◆ **What the task requires**
Please give the number of lines in the records below where the word "corgi" occurs, and nothing else.

Data entries
###

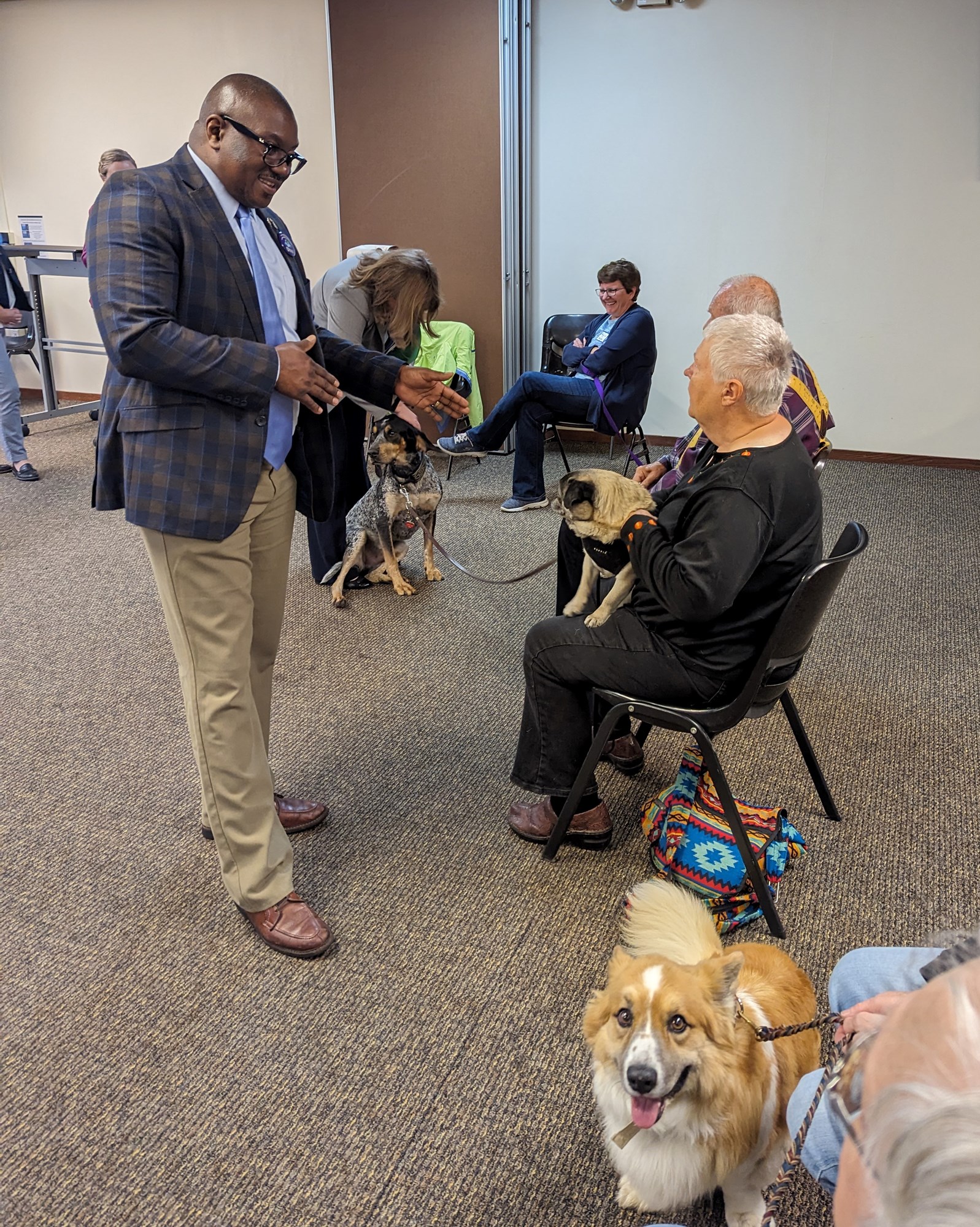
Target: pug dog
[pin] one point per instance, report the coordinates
(595, 505)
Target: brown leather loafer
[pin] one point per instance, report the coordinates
(536, 820)
(293, 928)
(294, 814)
(625, 754)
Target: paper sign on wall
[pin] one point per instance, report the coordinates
(31, 228)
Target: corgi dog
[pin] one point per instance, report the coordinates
(689, 1100)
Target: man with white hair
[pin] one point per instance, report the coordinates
(803, 406)
(868, 987)
(803, 403)
(715, 563)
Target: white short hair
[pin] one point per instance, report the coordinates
(922, 1139)
(754, 350)
(748, 295)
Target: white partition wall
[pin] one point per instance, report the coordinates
(830, 147)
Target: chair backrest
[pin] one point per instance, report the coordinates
(797, 625)
(820, 457)
(559, 332)
(21, 339)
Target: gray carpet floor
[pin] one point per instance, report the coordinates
(160, 1067)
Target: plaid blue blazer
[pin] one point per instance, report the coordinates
(186, 401)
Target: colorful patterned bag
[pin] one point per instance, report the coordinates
(692, 844)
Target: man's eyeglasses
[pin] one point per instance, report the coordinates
(273, 155)
(845, 1089)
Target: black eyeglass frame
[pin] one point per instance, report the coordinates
(294, 161)
(839, 1085)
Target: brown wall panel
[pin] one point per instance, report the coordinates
(417, 106)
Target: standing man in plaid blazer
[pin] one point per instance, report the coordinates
(212, 435)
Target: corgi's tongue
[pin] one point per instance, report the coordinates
(645, 1112)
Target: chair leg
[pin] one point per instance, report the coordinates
(731, 813)
(560, 447)
(809, 758)
(581, 781)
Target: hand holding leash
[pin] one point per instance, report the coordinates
(303, 379)
(425, 390)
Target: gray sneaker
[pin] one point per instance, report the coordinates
(460, 446)
(523, 505)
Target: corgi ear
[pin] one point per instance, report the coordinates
(619, 961)
(597, 1015)
(723, 976)
(601, 1003)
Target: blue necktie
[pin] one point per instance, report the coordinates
(279, 437)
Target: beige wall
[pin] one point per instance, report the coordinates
(132, 74)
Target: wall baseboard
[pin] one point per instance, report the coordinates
(34, 397)
(666, 441)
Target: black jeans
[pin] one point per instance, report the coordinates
(564, 660)
(570, 554)
(327, 539)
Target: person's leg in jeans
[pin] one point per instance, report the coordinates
(860, 975)
(570, 403)
(12, 433)
(537, 398)
(564, 660)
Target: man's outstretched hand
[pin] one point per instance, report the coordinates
(420, 388)
(649, 474)
(304, 380)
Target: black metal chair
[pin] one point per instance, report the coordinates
(768, 684)
(559, 332)
(21, 338)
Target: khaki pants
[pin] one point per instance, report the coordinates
(223, 603)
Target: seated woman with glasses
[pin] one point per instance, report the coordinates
(873, 988)
(617, 352)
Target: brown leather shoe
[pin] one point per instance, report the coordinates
(536, 820)
(293, 928)
(625, 754)
(294, 814)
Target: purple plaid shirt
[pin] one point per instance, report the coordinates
(803, 404)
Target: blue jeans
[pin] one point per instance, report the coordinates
(12, 434)
(858, 976)
(534, 401)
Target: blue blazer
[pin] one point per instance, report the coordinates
(186, 401)
(627, 360)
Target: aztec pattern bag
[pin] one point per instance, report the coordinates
(692, 844)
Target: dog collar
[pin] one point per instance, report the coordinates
(406, 482)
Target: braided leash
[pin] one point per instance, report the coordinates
(484, 580)
(776, 1191)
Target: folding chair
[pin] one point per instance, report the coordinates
(559, 332)
(768, 684)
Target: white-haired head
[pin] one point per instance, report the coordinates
(757, 353)
(921, 1136)
(746, 295)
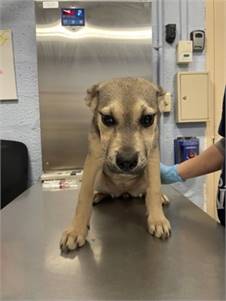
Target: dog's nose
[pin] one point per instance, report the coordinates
(127, 161)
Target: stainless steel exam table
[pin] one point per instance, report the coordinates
(120, 261)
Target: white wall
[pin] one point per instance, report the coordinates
(188, 15)
(19, 120)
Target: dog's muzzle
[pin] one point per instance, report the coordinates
(127, 161)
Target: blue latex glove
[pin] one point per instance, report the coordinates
(169, 174)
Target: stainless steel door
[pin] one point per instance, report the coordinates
(115, 42)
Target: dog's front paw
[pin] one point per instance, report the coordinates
(72, 238)
(159, 226)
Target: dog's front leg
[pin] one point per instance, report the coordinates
(158, 224)
(75, 235)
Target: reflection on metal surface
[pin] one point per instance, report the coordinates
(93, 32)
(116, 41)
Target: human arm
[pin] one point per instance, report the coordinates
(208, 161)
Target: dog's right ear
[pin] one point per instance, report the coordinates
(92, 97)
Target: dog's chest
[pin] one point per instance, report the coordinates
(117, 185)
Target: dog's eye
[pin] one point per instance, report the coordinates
(108, 120)
(147, 120)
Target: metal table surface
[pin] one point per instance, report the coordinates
(120, 261)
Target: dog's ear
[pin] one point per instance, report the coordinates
(92, 97)
(160, 98)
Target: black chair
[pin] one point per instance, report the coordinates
(14, 170)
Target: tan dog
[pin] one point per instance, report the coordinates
(123, 154)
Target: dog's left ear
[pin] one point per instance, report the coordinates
(92, 97)
(161, 98)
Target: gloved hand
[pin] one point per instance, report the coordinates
(169, 174)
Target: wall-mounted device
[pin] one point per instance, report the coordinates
(192, 97)
(185, 148)
(73, 16)
(165, 101)
(198, 38)
(184, 52)
(170, 33)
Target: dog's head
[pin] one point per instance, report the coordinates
(125, 119)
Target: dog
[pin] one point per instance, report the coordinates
(123, 156)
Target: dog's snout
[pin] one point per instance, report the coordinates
(126, 161)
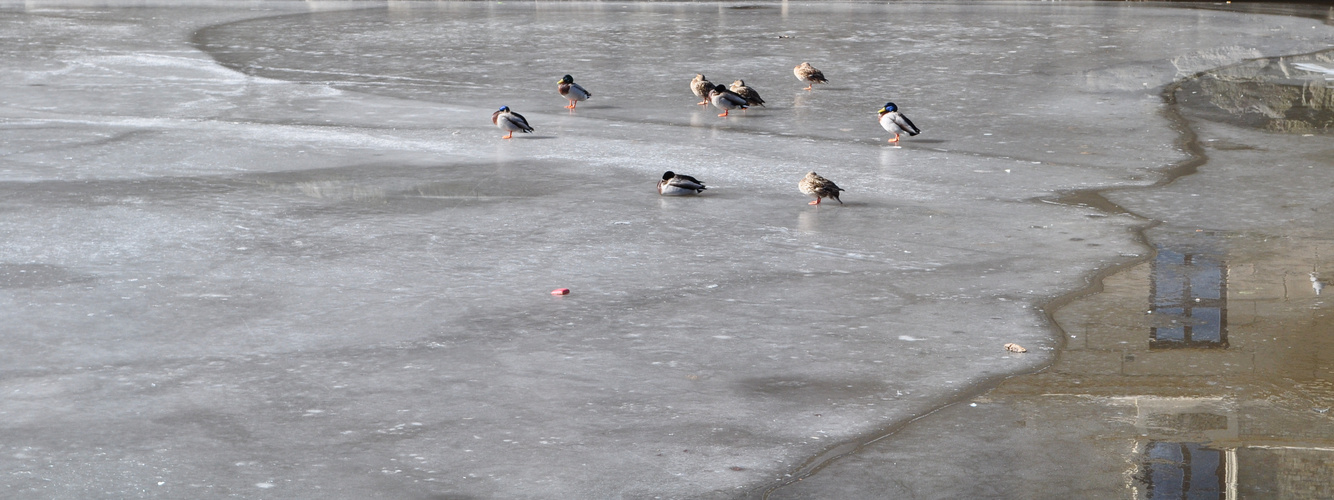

###

◆ **Your solution**
3